-- LISTED ENTRIES follows --
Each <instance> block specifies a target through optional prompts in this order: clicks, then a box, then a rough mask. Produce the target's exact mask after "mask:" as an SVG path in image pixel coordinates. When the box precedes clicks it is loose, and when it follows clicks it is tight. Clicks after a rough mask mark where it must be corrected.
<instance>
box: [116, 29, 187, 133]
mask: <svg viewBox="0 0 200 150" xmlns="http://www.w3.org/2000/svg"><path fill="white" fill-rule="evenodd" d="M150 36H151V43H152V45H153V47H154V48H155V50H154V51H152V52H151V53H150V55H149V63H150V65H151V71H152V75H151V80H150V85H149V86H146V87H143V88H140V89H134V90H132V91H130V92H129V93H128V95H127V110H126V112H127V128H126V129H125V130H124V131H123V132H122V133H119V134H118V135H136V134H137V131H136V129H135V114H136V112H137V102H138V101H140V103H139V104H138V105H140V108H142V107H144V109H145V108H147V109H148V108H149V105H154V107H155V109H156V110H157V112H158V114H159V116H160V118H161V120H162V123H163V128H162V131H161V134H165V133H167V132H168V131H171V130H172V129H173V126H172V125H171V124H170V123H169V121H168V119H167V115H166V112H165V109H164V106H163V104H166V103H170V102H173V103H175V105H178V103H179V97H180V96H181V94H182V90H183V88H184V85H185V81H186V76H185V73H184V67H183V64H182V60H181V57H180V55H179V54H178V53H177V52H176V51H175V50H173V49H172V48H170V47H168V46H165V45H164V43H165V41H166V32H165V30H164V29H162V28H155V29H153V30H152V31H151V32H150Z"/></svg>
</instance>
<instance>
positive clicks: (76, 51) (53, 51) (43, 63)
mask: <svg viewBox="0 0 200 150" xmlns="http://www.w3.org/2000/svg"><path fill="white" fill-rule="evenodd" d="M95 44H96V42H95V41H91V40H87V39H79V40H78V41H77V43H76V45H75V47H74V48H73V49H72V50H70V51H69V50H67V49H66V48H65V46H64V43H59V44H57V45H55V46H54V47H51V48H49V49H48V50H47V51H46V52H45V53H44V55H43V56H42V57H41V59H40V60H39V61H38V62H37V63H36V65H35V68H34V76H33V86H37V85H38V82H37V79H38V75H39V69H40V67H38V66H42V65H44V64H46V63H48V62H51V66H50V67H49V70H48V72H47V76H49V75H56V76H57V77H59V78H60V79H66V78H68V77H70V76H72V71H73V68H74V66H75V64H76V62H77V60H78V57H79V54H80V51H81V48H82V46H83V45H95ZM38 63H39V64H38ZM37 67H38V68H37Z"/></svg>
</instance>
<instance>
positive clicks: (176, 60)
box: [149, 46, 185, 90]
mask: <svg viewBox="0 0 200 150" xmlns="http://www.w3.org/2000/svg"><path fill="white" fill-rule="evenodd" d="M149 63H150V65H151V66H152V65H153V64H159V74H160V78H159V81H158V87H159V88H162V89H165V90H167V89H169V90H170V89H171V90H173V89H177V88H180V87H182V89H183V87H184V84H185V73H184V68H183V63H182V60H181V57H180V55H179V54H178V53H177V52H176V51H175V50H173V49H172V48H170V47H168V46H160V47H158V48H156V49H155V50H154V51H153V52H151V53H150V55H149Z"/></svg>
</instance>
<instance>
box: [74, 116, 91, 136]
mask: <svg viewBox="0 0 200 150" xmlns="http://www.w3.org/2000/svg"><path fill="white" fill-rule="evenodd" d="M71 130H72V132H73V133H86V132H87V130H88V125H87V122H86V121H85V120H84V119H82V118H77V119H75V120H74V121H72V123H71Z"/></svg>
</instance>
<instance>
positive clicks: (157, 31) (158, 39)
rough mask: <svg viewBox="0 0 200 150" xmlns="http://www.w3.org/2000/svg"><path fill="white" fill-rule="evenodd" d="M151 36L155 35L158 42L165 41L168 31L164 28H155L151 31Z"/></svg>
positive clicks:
-- LISTED ENTRIES concluded --
All of the material is to be retyped verbatim.

Each <instance> block specifies a target through optional prompts in this order: clicks, then a box, then a rough mask. Produce the target's exact mask after "mask:" as an SVG path in image pixel coordinates. When the box precedes clicks it is loose, and when it follows clicks it is tight. Clicks after a rough mask mark where it must be corrected.
<instance>
box: [116, 29, 187, 133]
mask: <svg viewBox="0 0 200 150" xmlns="http://www.w3.org/2000/svg"><path fill="white" fill-rule="evenodd" d="M150 36H151V43H152V45H153V47H154V48H155V50H154V51H152V52H151V53H150V55H149V63H150V65H151V71H152V75H151V80H150V85H149V86H146V87H143V88H140V89H134V90H132V91H130V92H129V93H128V95H127V110H126V112H127V128H126V129H125V130H124V131H123V132H122V133H119V134H118V135H136V134H137V131H136V129H135V114H136V112H137V102H138V101H140V103H139V104H138V105H140V108H142V107H144V109H145V108H147V109H148V108H149V105H154V107H155V109H156V110H157V112H158V114H159V116H160V118H161V120H162V123H163V128H162V131H161V134H165V133H167V132H168V131H171V130H172V129H173V126H172V125H171V124H170V123H169V121H168V119H167V115H166V112H165V109H164V106H163V104H166V103H170V102H173V103H175V105H178V103H179V97H180V96H181V94H182V90H183V88H184V85H185V81H186V76H185V73H184V67H183V64H182V60H181V57H180V55H179V54H178V53H177V52H176V51H175V50H173V49H172V48H170V47H168V46H165V45H164V43H165V41H166V32H165V30H164V29H162V28H155V29H153V30H152V31H151V32H150Z"/></svg>
</instance>
<instance>
positive clicks: (76, 51) (53, 51) (43, 63)
mask: <svg viewBox="0 0 200 150" xmlns="http://www.w3.org/2000/svg"><path fill="white" fill-rule="evenodd" d="M95 44H96V42H95V41H91V40H87V39H79V40H78V41H77V43H76V45H75V47H74V48H73V49H72V50H70V51H69V50H67V49H66V48H65V46H64V43H59V44H57V45H55V46H54V47H51V48H49V49H48V50H47V51H46V52H45V53H44V55H43V56H42V57H41V59H40V60H39V61H38V62H37V63H36V65H35V68H34V76H33V86H37V85H38V82H37V79H38V75H39V69H40V67H38V66H42V65H44V64H46V63H48V62H51V66H50V67H49V70H48V72H47V76H49V75H56V76H57V77H59V78H60V79H66V78H68V77H70V76H72V71H73V68H74V66H75V64H76V62H77V60H78V57H79V54H80V51H81V48H82V46H83V45H95ZM38 63H39V64H38ZM37 67H38V68H37Z"/></svg>
</instance>
<instance>
positive clicks: (176, 60)
box: [149, 46, 185, 90]
mask: <svg viewBox="0 0 200 150" xmlns="http://www.w3.org/2000/svg"><path fill="white" fill-rule="evenodd" d="M149 63H150V65H151V66H152V65H153V64H159V74H160V78H159V81H158V87H159V88H162V89H165V90H167V89H169V90H170V89H171V90H173V89H177V88H180V87H182V89H183V87H184V84H185V73H184V68H183V63H182V60H181V57H180V55H179V54H178V53H177V52H176V51H175V50H173V49H172V48H170V47H168V46H160V47H158V48H156V49H155V50H154V51H153V52H151V53H150V55H149Z"/></svg>
</instance>
<instance>
box: [74, 116, 91, 136]
mask: <svg viewBox="0 0 200 150" xmlns="http://www.w3.org/2000/svg"><path fill="white" fill-rule="evenodd" d="M71 130H72V132H73V133H86V132H87V130H88V125H87V122H86V121H85V120H84V119H82V118H77V119H75V120H74V121H72V123H71Z"/></svg>
</instance>
<instance>
positive clicks: (157, 31) (158, 39)
rough mask: <svg viewBox="0 0 200 150" xmlns="http://www.w3.org/2000/svg"><path fill="white" fill-rule="evenodd" d="M151 36L155 35L158 42L165 41L168 31L164 28H155L151 31Z"/></svg>
positive clicks:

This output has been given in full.